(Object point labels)
+ + + + +

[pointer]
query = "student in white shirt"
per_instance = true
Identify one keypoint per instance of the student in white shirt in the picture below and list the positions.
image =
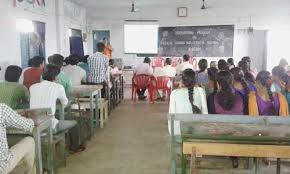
(188, 99)
(76, 73)
(184, 65)
(45, 95)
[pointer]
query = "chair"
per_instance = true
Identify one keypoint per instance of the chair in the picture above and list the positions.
(142, 82)
(162, 83)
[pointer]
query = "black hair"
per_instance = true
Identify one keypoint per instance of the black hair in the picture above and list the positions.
(188, 80)
(73, 59)
(13, 73)
(50, 72)
(37, 61)
(101, 47)
(168, 61)
(212, 76)
(202, 64)
(56, 60)
(147, 60)
(231, 61)
(226, 94)
(186, 57)
(223, 65)
(279, 71)
(264, 77)
(239, 76)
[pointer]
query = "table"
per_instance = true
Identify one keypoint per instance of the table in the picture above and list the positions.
(220, 135)
(94, 91)
(43, 123)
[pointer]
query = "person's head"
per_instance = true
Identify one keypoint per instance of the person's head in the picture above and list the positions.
(51, 72)
(231, 61)
(188, 81)
(101, 47)
(73, 59)
(239, 76)
(223, 65)
(186, 58)
(147, 60)
(278, 73)
(56, 59)
(213, 64)
(168, 61)
(264, 79)
(37, 62)
(13, 73)
(226, 94)
(202, 64)
(244, 65)
(283, 63)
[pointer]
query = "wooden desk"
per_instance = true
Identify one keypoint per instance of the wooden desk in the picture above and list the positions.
(93, 91)
(43, 124)
(240, 136)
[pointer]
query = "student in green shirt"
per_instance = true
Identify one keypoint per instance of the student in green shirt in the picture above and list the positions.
(62, 78)
(12, 93)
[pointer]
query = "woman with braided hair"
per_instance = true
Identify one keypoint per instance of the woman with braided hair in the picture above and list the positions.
(188, 99)
(264, 101)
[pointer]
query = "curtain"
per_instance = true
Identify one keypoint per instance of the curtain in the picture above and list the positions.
(76, 42)
(32, 44)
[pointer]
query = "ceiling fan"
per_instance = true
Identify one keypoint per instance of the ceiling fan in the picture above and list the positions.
(133, 8)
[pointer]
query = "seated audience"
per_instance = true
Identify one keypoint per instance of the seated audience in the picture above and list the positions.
(184, 65)
(223, 65)
(12, 93)
(188, 99)
(45, 95)
(169, 71)
(98, 66)
(33, 74)
(201, 75)
(76, 73)
(264, 102)
(84, 64)
(226, 100)
(231, 63)
(23, 150)
(144, 68)
(62, 77)
(278, 75)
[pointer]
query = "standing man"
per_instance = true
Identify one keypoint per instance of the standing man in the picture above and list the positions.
(98, 67)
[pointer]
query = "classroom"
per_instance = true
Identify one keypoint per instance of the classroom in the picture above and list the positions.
(144, 87)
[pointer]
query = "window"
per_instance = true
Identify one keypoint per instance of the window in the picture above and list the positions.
(141, 38)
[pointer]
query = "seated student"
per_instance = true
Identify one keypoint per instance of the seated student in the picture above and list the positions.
(231, 63)
(201, 75)
(278, 74)
(184, 65)
(169, 71)
(226, 100)
(33, 74)
(143, 69)
(23, 150)
(76, 73)
(45, 95)
(223, 65)
(62, 77)
(12, 93)
(264, 102)
(84, 63)
(245, 67)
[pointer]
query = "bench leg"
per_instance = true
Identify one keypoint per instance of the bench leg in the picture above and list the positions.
(193, 162)
(278, 166)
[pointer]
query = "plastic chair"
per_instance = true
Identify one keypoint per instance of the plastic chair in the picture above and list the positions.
(142, 82)
(161, 83)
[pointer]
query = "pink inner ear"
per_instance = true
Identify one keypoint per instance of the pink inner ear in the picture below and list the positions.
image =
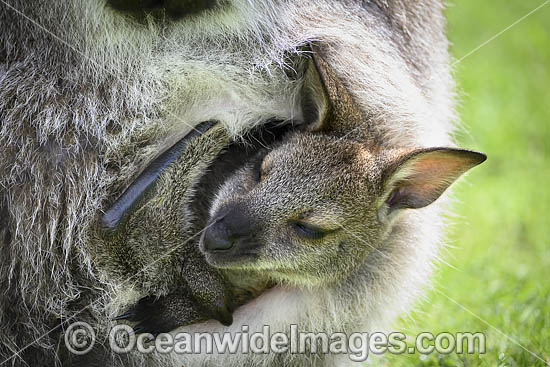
(430, 173)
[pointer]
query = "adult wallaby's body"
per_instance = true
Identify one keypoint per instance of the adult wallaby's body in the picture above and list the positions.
(89, 96)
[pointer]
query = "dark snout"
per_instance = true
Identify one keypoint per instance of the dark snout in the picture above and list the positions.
(232, 228)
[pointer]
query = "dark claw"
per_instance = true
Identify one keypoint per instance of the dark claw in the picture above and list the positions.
(126, 315)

+ + + + +

EXERCISE DETAILS:
Without including any picture, repeat the data exactly.

TASK SOLUTION:
[pointer]
query = "student in white shirt"
per_instance = true
Identify one keypoint per instance of the student in white shirt in the picture below and list the positions.
image =
(188, 99)
(76, 73)
(184, 65)
(45, 95)
[pointer]
query = "chair"
per_instance = true
Identify one keypoint per instance of the chair in the picture above and list the positions.
(142, 82)
(162, 83)
[pointer]
query = "black hair"
per_instance = true
Identify one keypoint per instance of the black hair in the picture above and list the positions.
(188, 80)
(73, 59)
(13, 73)
(50, 72)
(37, 61)
(101, 47)
(168, 61)
(212, 76)
(202, 64)
(56, 60)
(147, 60)
(231, 61)
(226, 94)
(186, 57)
(223, 65)
(279, 71)
(264, 77)
(239, 76)
[pointer]
query = "table"
per_instance = true
Identify one keypoint per instance of the table in the picture above and list the positions.
(220, 135)
(94, 91)
(43, 123)
[pointer]
query = "person's head"
per_instance = true
Identify one keypoint per instance of the person's head in the picture above and list the positions.
(51, 72)
(231, 61)
(188, 81)
(101, 47)
(73, 59)
(239, 76)
(223, 65)
(186, 58)
(147, 60)
(278, 73)
(56, 59)
(213, 64)
(168, 61)
(264, 79)
(37, 62)
(13, 73)
(226, 94)
(202, 64)
(244, 65)
(283, 63)
[pointer]
query = "wooden desk"
per_instance = true
Identify one keypoint per instance of the wooden desk in the picture above and list the positions.
(93, 91)
(43, 124)
(240, 136)
[pointer]
query = "student in green shirt"
per_instance = true
Identify one keypoint per instance of the student in green shirt in the picture above and list the positions.
(62, 78)
(12, 93)
[pointer]
query = "woman with braided hair"
per_instance = true
Identify one keypoint per instance of the woman with braided hair in the picture above and list the positions.
(188, 99)
(264, 101)
[pointer]
query = "curtain"
per_instance = true
Identify one keypoint per instance of the curtain in the picture above and list the positions.
(76, 42)
(32, 44)
[pointer]
query = "ceiling fan"
per_instance = true
Identify one keypoint per instance of the ceiling fan in the picture above and list the positions.
(133, 8)
[pointer]
query = "seated audience"
per_instance = true
Identify one keypoint per instance of the seated audience in the picture above and list the positions.
(184, 65)
(223, 65)
(12, 93)
(188, 99)
(45, 95)
(169, 71)
(98, 66)
(33, 74)
(201, 75)
(76, 73)
(264, 102)
(84, 64)
(226, 100)
(231, 63)
(23, 150)
(144, 68)
(62, 77)
(278, 75)
[pointer]
query = "standing man"
per_instance = true
Identify one keypoint per instance of the standing man in the picture above and list the positions.
(98, 67)
[pointer]
query = "classroom"
per_instance = true
Identify one keypoint per instance of the classroom in the picture above and list the positions.
(144, 87)
[pointer]
query = "window"
per_instance = true
Identify one keypoint per instance of the window in the picture above and list the positions.
(141, 38)
[pointer]
query = "seated student"
per_instance = true
Identify one keypoint per instance of the seated student in the picture above and list the positions.
(231, 63)
(201, 75)
(278, 74)
(184, 65)
(169, 71)
(226, 100)
(33, 74)
(143, 69)
(23, 150)
(76, 73)
(45, 95)
(223, 65)
(62, 77)
(12, 93)
(264, 102)
(84, 63)
(245, 67)
[pointer]
query = "bench leg"
per_instance = true
Identify one keypoint per instance of the bench leg in the picture above and list the positions.
(193, 162)
(278, 166)
[pointer]
query = "plastic chair"
per_instance = true
Identify one keypoint per instance of the plastic chair in the picture above and list the positions.
(142, 82)
(161, 83)
[pointer]
query = "pink inner ear"
per_instance = true
Identify one keypoint per instance of the pink inner ear in the picture below and list the positions.
image =
(430, 173)
[pointer]
query = "adult wallaby's body"
per_instance = true
Identify one keypoint per instance of the adult wallaby's body in the picture above and list the positions.
(89, 96)
[pointer]
query = "dark snout"
per_instance = true
Identify one keypoint per instance of the dark snout in the picture above and list the positions.
(232, 228)
[pointer]
query = "dark claw"
per_instance = true
Identify one keypoint per instance of the dark claw in the picture above and list the positions.
(126, 315)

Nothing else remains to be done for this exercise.